WHAT NEEDS TO BE DONE — Exactly the lines from the opening of the records through the line containing "Pin the bollard" should be copied, with both included.

Referring expression pointing data:

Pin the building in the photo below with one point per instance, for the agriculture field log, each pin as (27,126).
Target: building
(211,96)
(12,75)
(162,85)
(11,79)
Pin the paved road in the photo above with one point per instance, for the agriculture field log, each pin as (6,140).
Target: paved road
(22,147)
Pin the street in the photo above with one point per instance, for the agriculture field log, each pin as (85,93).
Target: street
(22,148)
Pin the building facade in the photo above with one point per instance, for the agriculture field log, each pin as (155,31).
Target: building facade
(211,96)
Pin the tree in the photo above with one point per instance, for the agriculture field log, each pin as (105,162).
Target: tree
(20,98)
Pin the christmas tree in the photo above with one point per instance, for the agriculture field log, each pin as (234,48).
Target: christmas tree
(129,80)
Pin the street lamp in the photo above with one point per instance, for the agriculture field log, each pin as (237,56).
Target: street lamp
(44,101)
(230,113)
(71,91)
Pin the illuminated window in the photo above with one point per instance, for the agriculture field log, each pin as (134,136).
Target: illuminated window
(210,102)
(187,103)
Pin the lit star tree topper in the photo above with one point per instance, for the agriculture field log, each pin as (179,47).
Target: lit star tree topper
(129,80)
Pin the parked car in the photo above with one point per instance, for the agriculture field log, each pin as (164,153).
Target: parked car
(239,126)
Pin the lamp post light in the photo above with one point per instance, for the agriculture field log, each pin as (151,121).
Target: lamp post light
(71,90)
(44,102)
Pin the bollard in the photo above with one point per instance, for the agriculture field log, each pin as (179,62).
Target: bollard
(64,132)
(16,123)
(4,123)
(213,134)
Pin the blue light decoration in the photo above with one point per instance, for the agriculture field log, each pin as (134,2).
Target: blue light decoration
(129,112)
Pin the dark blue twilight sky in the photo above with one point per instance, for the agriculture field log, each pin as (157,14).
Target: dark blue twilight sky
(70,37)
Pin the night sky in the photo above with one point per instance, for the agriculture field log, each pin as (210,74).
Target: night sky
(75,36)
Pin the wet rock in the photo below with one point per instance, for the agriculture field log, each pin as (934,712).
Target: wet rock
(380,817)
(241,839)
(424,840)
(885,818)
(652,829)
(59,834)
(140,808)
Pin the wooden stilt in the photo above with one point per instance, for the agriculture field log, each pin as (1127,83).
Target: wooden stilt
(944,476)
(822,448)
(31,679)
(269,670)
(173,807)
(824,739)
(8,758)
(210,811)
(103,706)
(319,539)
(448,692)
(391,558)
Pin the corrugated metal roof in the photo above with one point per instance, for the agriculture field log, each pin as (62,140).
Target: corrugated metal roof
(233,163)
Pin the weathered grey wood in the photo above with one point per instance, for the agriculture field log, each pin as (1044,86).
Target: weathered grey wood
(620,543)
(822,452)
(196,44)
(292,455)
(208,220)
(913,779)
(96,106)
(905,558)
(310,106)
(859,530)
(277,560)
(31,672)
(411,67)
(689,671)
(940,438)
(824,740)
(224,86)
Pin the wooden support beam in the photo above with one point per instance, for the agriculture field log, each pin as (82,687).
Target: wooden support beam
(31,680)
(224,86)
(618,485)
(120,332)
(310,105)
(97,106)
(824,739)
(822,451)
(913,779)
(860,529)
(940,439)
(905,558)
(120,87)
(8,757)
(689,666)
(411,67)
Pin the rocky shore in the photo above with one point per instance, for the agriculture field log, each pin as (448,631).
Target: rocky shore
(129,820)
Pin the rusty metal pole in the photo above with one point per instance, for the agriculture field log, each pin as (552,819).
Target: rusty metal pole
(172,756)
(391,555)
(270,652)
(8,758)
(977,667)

TASK RESPONSE —
Pin the building in the photo below with one point per instance, for the agriculture field log, each pin as (27,126).
Target: building
(211,96)
(12,75)
(162,85)
(11,79)
Pin the paved road in the photo above with one point per instance, for the agriculture field log, each pin as (6,140).
Target: paved road
(22,147)
Pin the street in the photo above with one point per instance, for the agriculture field log, each pin as (85,93).
Target: street
(22,148)
Pin the building facade in the photo above with one point per instance, for the agriculture field log, each pin as (155,31).
Target: building facade
(211,96)
Pin the tree in the photo above with one point per instance, for the agriculture field log, each pin as (105,162).
Target: tree
(20,98)
Pin the christmas tree in the photo above with one point per instance, for the agriculture field log, each pin as (234,48).
Target: christmas tree
(129,80)
Pin the street lamp in the photo above with one point per instance, for the agriculture field log, each pin as (237,56).
Target: street lamp
(44,101)
(230,113)
(71,91)
Pin the illuminated window in the photo above with one point per instance, for the agriculture field log, each pin as (134,136).
Target: illuminated window
(210,102)
(187,103)
Pin the lit star tree topper in the photo above with one point per instance, for the agriculture field log, each pin as (179,47).
Target: lit star tree topper
(129,80)
Pin the parked car in the photo above with one point per instance, for the agriculture field log, each pin as (164,153).
Target: parked car
(239,126)
Pin the lamp post light in the photo above with one point per instance, for the agriculture field log, each pin as (151,121).
Target: lamp post light
(71,90)
(44,102)
Pin the bollard in the photo above with one point per instance, for the agriculture field log, each pin as (179,62).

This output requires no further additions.